>>

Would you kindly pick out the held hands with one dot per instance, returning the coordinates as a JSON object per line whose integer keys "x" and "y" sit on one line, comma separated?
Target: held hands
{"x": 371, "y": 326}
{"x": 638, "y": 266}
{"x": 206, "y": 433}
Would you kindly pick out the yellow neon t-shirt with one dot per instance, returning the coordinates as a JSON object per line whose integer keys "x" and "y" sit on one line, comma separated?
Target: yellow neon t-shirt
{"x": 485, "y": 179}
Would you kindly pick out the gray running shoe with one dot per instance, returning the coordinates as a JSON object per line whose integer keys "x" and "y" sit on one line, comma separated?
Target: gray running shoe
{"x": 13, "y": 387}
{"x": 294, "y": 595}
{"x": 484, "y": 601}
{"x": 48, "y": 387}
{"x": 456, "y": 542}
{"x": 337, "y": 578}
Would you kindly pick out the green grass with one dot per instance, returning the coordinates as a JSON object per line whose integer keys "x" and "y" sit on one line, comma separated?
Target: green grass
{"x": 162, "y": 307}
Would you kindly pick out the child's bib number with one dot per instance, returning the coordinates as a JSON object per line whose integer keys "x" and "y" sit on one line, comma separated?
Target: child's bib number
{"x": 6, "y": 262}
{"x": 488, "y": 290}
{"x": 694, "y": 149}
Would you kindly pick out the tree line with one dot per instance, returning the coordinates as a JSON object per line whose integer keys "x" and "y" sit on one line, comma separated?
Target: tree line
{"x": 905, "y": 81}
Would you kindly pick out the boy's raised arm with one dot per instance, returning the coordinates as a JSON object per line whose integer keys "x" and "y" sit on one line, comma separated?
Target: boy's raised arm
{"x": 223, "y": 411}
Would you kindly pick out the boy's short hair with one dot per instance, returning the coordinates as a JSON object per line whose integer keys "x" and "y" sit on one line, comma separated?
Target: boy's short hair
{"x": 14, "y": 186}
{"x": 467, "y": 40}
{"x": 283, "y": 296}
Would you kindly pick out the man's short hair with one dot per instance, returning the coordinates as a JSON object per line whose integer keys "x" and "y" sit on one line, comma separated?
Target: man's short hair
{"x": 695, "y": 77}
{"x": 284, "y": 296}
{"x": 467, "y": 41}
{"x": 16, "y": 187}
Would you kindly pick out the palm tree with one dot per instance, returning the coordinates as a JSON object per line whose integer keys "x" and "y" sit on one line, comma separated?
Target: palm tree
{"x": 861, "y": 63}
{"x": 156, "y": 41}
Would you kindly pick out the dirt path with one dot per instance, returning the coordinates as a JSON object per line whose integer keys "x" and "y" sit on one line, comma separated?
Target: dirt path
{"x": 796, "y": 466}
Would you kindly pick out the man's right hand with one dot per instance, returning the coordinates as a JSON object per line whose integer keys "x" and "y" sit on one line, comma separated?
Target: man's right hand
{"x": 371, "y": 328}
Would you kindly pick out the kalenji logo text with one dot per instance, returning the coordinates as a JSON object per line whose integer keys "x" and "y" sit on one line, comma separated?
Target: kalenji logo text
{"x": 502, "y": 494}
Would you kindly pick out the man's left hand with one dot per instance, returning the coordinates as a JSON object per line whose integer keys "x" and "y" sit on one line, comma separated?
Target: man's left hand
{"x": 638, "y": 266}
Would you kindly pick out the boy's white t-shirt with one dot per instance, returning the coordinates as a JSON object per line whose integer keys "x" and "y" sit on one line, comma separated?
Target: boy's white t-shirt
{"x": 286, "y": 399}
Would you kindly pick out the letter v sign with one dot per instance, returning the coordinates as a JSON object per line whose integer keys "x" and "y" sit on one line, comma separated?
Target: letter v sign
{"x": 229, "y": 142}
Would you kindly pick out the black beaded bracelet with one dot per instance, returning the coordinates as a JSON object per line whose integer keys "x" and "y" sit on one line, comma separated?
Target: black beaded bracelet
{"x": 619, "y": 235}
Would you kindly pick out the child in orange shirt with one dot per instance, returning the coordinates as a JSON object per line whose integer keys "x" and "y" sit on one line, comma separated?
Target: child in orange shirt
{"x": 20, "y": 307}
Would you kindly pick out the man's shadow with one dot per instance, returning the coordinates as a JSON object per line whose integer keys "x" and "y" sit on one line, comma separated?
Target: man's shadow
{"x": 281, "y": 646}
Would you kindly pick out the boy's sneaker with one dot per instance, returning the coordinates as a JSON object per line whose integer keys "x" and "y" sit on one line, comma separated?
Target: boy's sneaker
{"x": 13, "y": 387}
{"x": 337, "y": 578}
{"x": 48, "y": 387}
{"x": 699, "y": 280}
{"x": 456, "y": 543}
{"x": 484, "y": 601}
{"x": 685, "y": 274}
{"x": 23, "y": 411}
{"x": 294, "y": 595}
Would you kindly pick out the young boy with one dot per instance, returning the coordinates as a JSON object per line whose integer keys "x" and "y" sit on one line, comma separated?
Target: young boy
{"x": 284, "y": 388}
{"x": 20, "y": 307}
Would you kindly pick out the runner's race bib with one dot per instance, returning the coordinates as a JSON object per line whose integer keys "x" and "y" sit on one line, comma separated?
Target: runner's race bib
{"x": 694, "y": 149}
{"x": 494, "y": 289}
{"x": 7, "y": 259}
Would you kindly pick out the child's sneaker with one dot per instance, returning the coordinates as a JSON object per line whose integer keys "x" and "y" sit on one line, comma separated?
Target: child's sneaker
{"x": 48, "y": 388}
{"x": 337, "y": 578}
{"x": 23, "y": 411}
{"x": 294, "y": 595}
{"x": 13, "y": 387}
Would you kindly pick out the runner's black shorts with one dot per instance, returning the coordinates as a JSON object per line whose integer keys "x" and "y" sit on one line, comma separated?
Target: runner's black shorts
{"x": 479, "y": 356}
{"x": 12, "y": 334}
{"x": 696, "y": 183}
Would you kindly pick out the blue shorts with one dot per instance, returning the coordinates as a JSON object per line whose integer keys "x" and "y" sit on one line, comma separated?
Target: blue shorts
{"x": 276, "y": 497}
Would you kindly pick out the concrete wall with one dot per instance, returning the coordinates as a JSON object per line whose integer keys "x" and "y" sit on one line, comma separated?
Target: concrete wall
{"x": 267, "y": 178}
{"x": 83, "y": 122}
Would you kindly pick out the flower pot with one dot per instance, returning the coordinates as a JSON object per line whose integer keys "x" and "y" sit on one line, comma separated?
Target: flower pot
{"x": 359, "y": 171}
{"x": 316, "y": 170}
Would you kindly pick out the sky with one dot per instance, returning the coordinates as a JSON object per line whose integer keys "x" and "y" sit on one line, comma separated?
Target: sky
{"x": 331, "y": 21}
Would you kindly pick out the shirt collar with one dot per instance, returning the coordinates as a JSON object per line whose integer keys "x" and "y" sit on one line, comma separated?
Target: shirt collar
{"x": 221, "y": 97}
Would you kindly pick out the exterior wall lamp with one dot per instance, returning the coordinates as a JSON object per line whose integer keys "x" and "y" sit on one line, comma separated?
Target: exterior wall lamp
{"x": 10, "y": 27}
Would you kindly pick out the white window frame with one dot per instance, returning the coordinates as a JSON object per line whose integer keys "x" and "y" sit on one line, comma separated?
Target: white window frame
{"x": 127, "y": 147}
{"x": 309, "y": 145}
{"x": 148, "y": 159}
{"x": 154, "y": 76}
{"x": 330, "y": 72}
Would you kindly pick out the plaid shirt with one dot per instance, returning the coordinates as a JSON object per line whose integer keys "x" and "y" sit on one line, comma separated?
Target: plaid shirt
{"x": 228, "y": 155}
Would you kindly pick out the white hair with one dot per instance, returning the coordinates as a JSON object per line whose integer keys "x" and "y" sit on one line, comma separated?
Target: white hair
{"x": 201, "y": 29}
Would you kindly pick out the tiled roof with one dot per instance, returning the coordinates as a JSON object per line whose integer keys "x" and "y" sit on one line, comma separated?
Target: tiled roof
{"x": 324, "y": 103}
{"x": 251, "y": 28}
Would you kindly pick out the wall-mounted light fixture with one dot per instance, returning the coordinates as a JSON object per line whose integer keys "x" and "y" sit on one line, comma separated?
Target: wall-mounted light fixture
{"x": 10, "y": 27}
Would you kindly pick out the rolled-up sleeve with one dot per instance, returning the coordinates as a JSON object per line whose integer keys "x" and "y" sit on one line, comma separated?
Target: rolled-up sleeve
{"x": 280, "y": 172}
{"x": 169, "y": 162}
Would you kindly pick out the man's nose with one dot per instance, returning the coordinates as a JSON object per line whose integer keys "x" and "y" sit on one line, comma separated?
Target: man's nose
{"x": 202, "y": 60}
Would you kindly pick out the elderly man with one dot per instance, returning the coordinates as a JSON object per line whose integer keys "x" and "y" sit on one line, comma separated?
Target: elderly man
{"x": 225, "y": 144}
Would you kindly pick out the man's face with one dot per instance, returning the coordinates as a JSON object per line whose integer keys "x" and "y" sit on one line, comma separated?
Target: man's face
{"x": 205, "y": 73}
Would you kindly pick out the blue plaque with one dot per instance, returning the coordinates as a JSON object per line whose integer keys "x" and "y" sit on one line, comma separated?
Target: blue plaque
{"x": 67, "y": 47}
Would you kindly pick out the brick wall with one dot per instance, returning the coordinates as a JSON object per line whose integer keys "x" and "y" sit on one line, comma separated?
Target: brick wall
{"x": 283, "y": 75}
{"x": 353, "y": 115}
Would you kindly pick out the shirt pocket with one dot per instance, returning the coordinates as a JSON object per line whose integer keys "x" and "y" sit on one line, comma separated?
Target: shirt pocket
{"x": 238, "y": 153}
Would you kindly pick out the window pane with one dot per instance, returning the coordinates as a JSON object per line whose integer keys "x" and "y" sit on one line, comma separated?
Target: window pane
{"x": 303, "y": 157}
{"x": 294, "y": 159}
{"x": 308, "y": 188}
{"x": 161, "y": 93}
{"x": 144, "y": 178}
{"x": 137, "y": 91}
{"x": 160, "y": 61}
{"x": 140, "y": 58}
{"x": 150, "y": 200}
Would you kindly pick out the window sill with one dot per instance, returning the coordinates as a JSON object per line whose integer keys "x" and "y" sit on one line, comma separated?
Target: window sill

<<

▸ **What this task involves**
Transcribe only the trailing portion of the entries above: the line that contains "Would you kindly pick out the window pane" and each line after it.

▸ **Answer for this exercise**
Would you kindly pick out the window pane with one dot per instance, returning the coordinates as a JSON object per line whose integer keys "x" and "y" sit on one line, comma separated?
Target: window pane
{"x": 303, "y": 157}
{"x": 294, "y": 159}
{"x": 308, "y": 188}
{"x": 161, "y": 93}
{"x": 144, "y": 178}
{"x": 137, "y": 91}
{"x": 160, "y": 61}
{"x": 140, "y": 58}
{"x": 150, "y": 200}
Would you kindly pick out the window sill with one dot per instance, returning the coordinates as a JSON object per line whose integer keys "x" and "y" sit on one line, comma separated?
Target: window sill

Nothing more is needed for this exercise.